# [SET TASKS]
a) In the mailing list post about the Thumb-2 tail call optimization, condense the paragraph beginning "There are two issues" into a short list that keeps its main facts.
b) Pick up the mailing list post about the Thumb-2 tail call optimization after its final sentence and carry it forward.

# [TEXT SEGMENT]
** begin **

This is the mail archive of the
gcc-patches@gcc.gnu.org
mailing list for the GCC project.
[patch, arm] Minor optimization on thumb2 tail call
- From: "Joey Ye" <joey dot ye at arm dot com>
- To: <gcc-patches at gcc dot gnu dot org>
- Date: Wed, 19 Nov 2014 10:43:00 +0800
- Subject: [patch, arm] Minor optimization on thumb2 tail call
- Authentication-results: sourceware.org; auth=none
Current thumb2 -Os generates suboptimal code for following tail call case:
int f4(int b, int a, int c, int d);
int g(int a, int b, int c, int d)
{ return f4(b, a, c, d); }
arm-none-eabi-gcc -Os -mthumb -mcpu=cortex-m3 test.c
push
{r4, lr}
mov r4, r1
mov r1, r0
mov r0, r4
pop {r4, lr}
b f4
There are two issues: The first one is that saving/restoring lr is not
necessary, as there is no return via pop pc. The second one is that even if
we managed to avoid lr push/pop, ldmia.w sp!, {r4} is still emitted as there
is a missing pattern for pop single and code size is not optimal.

** end **

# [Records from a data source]
** begin **

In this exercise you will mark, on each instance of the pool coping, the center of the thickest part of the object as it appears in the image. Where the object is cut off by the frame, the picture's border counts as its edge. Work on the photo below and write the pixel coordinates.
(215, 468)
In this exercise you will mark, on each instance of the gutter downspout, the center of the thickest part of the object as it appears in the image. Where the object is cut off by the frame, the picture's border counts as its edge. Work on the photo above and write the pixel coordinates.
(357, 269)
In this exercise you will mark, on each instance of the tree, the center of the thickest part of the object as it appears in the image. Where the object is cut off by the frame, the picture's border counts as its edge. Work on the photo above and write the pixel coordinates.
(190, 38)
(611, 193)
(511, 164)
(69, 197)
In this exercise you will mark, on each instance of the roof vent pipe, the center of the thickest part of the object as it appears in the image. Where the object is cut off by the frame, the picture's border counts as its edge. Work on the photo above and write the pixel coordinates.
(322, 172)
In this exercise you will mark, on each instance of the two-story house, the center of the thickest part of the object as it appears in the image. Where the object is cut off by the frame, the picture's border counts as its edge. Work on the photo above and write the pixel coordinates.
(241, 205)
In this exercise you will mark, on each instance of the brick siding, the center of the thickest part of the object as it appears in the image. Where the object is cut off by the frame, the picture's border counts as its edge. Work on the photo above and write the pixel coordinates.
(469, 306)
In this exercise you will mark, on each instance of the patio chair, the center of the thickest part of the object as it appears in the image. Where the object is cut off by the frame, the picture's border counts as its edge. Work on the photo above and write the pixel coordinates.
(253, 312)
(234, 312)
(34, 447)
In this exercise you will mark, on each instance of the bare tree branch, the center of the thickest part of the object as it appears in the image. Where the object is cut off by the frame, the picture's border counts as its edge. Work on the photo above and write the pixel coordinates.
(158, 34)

** end **
** begin **

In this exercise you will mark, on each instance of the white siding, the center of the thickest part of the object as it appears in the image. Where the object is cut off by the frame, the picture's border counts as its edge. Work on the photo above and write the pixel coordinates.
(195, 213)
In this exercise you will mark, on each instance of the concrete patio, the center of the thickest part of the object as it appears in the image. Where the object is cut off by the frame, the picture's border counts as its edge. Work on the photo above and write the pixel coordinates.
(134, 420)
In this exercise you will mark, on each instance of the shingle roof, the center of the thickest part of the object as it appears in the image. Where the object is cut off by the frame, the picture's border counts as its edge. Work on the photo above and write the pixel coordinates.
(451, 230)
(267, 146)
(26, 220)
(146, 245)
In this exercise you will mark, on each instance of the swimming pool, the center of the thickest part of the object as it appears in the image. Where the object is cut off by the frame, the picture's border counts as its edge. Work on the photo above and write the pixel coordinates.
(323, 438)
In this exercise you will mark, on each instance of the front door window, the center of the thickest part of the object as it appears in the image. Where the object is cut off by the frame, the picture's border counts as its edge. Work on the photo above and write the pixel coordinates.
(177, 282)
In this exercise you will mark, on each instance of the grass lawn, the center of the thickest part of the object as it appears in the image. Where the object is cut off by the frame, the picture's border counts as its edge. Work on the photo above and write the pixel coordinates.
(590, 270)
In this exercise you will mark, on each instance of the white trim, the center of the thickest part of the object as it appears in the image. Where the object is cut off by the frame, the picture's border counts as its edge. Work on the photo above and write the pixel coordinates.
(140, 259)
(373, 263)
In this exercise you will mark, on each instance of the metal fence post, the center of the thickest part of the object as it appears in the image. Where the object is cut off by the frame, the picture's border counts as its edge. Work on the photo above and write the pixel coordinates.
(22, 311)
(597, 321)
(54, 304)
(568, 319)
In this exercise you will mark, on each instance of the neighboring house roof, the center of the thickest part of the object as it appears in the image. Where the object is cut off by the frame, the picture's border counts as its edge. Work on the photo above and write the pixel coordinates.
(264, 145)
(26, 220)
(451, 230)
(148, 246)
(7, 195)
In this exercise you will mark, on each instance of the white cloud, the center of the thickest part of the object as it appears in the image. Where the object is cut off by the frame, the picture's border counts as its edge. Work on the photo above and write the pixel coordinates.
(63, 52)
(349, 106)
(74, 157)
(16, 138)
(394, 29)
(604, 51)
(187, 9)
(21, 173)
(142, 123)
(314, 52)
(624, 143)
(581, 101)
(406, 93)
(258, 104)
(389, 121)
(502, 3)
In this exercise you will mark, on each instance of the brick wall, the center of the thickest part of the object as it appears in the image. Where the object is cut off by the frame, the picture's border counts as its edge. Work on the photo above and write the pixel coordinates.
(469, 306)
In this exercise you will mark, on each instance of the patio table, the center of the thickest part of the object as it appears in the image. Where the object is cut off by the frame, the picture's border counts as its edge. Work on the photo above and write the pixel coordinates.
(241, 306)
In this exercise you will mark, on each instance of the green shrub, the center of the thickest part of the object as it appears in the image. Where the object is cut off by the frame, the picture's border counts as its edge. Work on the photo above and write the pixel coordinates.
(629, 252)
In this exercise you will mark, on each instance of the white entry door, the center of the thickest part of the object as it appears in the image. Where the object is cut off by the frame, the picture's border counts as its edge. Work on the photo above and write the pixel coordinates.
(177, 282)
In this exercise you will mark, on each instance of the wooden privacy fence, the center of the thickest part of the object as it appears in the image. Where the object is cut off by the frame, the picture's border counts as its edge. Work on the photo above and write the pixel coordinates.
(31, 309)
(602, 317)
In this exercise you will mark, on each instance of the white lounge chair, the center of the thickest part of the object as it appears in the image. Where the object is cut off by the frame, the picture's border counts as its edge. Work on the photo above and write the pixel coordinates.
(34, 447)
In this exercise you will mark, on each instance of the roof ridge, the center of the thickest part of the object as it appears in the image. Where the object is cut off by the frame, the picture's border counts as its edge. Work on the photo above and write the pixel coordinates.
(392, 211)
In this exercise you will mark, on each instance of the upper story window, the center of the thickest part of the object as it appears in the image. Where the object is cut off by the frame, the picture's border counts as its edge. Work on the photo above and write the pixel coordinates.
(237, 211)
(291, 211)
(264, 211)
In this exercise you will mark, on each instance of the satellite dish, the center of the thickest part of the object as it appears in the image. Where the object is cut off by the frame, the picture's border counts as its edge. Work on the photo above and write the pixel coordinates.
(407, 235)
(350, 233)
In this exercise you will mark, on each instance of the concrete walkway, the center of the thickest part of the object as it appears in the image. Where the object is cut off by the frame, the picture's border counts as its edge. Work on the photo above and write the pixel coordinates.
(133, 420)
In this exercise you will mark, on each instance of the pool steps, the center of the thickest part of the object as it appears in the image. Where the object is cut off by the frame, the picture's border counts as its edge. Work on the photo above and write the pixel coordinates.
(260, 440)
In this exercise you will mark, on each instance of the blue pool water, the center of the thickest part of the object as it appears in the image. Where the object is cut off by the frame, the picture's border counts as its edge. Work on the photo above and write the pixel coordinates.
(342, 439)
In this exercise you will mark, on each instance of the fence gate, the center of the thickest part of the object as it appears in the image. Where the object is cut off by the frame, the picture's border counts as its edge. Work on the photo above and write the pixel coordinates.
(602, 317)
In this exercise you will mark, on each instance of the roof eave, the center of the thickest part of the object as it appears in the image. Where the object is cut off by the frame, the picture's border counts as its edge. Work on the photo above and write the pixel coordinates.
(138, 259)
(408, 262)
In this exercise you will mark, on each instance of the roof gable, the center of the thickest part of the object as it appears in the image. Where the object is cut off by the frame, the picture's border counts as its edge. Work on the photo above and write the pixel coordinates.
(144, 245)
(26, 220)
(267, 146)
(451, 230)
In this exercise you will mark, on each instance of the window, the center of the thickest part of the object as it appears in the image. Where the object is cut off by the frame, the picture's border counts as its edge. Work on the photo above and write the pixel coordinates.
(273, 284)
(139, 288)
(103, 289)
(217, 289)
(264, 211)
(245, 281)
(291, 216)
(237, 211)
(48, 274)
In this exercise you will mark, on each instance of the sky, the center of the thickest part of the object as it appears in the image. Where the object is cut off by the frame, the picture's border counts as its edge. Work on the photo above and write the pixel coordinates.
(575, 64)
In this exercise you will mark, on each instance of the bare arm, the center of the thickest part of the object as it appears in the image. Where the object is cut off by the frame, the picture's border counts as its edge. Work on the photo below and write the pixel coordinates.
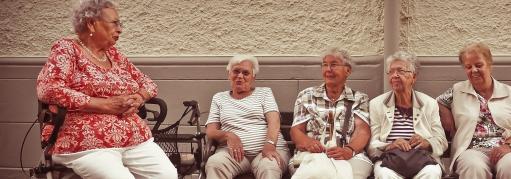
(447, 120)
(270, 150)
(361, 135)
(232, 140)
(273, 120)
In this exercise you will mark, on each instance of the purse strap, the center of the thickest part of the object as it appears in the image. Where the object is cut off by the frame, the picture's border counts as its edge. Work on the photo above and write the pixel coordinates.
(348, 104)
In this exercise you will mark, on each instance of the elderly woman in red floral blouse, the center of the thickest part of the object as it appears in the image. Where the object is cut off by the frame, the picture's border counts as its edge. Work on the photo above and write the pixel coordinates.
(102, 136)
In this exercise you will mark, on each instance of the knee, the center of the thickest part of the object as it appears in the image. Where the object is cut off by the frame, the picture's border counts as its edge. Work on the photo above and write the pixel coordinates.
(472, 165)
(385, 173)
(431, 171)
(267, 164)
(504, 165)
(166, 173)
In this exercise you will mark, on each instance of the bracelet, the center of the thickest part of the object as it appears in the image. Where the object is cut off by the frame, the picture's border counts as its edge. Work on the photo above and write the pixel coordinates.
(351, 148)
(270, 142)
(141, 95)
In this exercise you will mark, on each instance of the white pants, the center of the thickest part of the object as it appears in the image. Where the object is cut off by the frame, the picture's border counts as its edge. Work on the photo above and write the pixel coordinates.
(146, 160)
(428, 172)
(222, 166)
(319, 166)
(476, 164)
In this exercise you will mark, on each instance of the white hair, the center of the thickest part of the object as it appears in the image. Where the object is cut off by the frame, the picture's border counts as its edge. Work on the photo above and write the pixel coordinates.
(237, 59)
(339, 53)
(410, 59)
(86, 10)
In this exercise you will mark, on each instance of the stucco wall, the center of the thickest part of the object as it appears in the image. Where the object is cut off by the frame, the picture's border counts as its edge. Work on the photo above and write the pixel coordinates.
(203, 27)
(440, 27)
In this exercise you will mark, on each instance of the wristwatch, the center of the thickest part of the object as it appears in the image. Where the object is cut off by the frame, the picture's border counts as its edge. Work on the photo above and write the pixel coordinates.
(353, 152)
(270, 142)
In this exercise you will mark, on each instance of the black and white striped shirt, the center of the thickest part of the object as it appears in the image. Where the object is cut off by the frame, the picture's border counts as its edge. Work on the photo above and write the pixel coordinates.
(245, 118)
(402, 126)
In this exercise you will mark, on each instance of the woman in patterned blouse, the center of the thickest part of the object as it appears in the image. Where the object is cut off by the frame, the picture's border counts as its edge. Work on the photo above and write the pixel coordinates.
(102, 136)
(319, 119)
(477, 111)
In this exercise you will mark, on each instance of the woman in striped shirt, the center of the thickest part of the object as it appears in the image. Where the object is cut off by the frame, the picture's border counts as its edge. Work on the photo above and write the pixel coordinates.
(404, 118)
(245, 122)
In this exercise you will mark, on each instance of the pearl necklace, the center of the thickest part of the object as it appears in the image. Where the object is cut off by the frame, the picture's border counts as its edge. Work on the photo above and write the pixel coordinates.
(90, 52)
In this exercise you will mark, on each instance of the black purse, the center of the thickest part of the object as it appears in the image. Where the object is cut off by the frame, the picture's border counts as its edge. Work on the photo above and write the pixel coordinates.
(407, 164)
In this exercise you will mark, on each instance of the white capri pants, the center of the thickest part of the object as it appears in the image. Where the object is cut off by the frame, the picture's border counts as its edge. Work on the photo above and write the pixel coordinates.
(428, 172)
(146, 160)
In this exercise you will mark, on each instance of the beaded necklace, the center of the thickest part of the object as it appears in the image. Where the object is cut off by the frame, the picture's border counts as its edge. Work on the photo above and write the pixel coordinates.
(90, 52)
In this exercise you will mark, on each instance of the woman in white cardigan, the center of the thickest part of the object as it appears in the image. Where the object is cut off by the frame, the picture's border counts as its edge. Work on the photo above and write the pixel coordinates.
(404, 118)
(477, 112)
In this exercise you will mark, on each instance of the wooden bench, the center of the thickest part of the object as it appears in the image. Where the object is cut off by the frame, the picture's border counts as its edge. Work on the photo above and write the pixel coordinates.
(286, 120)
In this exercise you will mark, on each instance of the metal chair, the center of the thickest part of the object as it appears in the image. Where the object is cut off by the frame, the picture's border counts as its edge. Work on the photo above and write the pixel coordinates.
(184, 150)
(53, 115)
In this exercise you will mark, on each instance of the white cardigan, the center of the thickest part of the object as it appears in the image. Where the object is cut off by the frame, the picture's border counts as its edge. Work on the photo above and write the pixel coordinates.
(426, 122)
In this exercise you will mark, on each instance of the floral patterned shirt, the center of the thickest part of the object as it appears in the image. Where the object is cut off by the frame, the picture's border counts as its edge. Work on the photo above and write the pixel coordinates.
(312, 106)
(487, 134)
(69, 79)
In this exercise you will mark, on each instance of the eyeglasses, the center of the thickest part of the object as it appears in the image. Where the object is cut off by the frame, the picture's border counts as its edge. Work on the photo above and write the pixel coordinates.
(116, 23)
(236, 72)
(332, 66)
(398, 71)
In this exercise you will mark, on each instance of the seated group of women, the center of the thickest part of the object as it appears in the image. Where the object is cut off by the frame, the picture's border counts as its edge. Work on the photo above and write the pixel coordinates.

** end **
** begin **

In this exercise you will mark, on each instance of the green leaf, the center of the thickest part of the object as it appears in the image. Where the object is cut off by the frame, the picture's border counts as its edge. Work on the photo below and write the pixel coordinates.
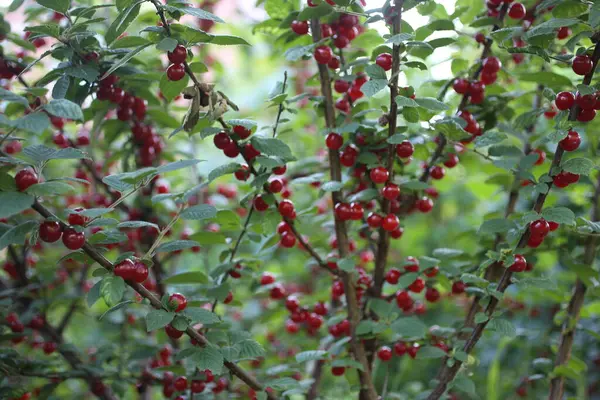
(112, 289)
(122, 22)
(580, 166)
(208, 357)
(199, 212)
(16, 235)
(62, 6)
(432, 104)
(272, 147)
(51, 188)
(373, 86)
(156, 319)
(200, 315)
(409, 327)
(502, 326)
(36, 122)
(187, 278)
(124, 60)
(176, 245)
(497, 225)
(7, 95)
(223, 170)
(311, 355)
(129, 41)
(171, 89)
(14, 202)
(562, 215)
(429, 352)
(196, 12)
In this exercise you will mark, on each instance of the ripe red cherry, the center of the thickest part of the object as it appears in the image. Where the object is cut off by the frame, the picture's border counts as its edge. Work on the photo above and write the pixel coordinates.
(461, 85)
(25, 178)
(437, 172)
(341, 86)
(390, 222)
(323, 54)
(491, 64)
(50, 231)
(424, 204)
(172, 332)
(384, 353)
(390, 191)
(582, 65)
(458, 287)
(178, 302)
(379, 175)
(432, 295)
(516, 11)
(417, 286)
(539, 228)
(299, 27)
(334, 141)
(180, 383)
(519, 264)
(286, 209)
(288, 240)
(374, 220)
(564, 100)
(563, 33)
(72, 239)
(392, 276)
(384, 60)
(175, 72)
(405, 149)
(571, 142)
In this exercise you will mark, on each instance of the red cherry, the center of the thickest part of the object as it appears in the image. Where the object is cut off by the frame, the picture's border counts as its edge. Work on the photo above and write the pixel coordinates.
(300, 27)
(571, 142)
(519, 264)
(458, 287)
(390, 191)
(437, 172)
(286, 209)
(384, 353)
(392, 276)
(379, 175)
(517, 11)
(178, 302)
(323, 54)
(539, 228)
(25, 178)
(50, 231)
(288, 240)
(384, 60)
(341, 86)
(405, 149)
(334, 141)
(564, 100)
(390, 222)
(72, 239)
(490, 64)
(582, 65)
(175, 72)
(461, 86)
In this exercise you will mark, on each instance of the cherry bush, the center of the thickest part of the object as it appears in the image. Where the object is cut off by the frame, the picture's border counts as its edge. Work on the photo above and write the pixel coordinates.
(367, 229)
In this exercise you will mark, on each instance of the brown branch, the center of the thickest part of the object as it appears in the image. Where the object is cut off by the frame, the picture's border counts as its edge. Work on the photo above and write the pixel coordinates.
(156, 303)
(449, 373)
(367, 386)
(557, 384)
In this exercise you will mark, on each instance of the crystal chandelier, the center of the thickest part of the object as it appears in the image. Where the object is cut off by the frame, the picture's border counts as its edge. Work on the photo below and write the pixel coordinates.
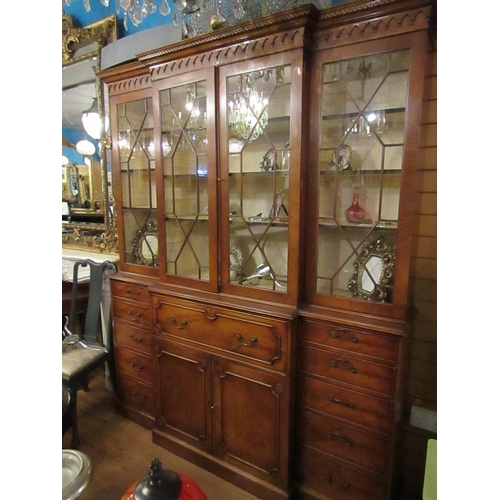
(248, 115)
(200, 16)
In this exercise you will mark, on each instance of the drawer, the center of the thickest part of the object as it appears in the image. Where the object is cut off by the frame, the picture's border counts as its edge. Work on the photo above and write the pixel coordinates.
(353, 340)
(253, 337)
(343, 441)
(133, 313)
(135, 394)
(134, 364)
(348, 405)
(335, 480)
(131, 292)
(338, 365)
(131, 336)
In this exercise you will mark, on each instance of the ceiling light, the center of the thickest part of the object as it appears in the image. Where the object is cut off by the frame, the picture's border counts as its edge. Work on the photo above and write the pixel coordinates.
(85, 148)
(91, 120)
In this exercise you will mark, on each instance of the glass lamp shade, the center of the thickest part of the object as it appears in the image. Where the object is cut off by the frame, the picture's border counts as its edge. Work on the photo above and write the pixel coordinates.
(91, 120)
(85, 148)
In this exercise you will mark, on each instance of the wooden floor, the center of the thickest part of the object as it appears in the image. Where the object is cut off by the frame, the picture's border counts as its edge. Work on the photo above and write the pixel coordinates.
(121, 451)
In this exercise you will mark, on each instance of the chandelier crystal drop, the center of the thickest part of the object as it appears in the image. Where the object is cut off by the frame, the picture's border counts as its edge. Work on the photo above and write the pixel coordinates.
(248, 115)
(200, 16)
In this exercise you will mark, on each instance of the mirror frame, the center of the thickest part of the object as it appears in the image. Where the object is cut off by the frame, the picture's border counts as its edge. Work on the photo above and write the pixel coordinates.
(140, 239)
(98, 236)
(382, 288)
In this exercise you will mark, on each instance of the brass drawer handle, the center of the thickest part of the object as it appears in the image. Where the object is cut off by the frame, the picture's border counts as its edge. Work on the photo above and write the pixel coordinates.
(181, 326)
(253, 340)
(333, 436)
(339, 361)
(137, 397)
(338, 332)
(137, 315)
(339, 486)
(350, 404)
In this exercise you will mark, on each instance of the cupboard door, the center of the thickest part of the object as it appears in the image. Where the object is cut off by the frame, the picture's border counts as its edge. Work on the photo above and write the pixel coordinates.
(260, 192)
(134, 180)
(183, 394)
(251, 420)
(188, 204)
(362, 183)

** end **

# [RESPONSES FOR EACH TASK]
a)
- Saving and restoring lr is unnecessary because the function does not return via pop pc.
- Even if the lr push/pop is avoided, ldmia.w sp!, {r4} is still emitted because no pattern exists for a single-register pop, so code size is not optimal.

b)
This patch fixes these two issues and introduces a shared test case. CSiBE
thumb2 -Os shows cross board code size reduction, except for one case with 4
bytes regression. The case is like:
void f ()
{
if ()
...
else if ()
...
else g();
}
There are N=2 non-sibcall returns and S=1 sibcall return. Originally the
non-sibcall returns are just pop {r4, r5, pc}, now they become
b.n .Lreturn
.Lreturn:
pop {r4, r5}
bx lr
The one byte save from sibcall return does not win the non-sibcall return
regressions back. In general scenario, number of N non-sibcall returns use
b.n branching to merged tail, number of S sibcalls save 2 bytes by avoid
poping lr. It results in 4-2*S bytes regression. In the worst scenario, each
non-sibcall return has to use b.w branching to merged tail, resulting in
(N-S)*2 bytes regression. The worst scenario is rare, according to CSiBE.
The general regression scenario can only regress 2 bytes at most. So I would
not introduce additional complexity to handle the regression case.
Make check cortex-m3: pass
thumb2 bootstrap (O2/Os): pass
* config/arm/arm.c (arm_compute_save_reg_mask):
Do not save lr in case of tail call.
* config/arm/thumb2.md (*thumb2_pop_single): New pattern.
* gcc.target/arm/thumb2-pop-single.c: New test.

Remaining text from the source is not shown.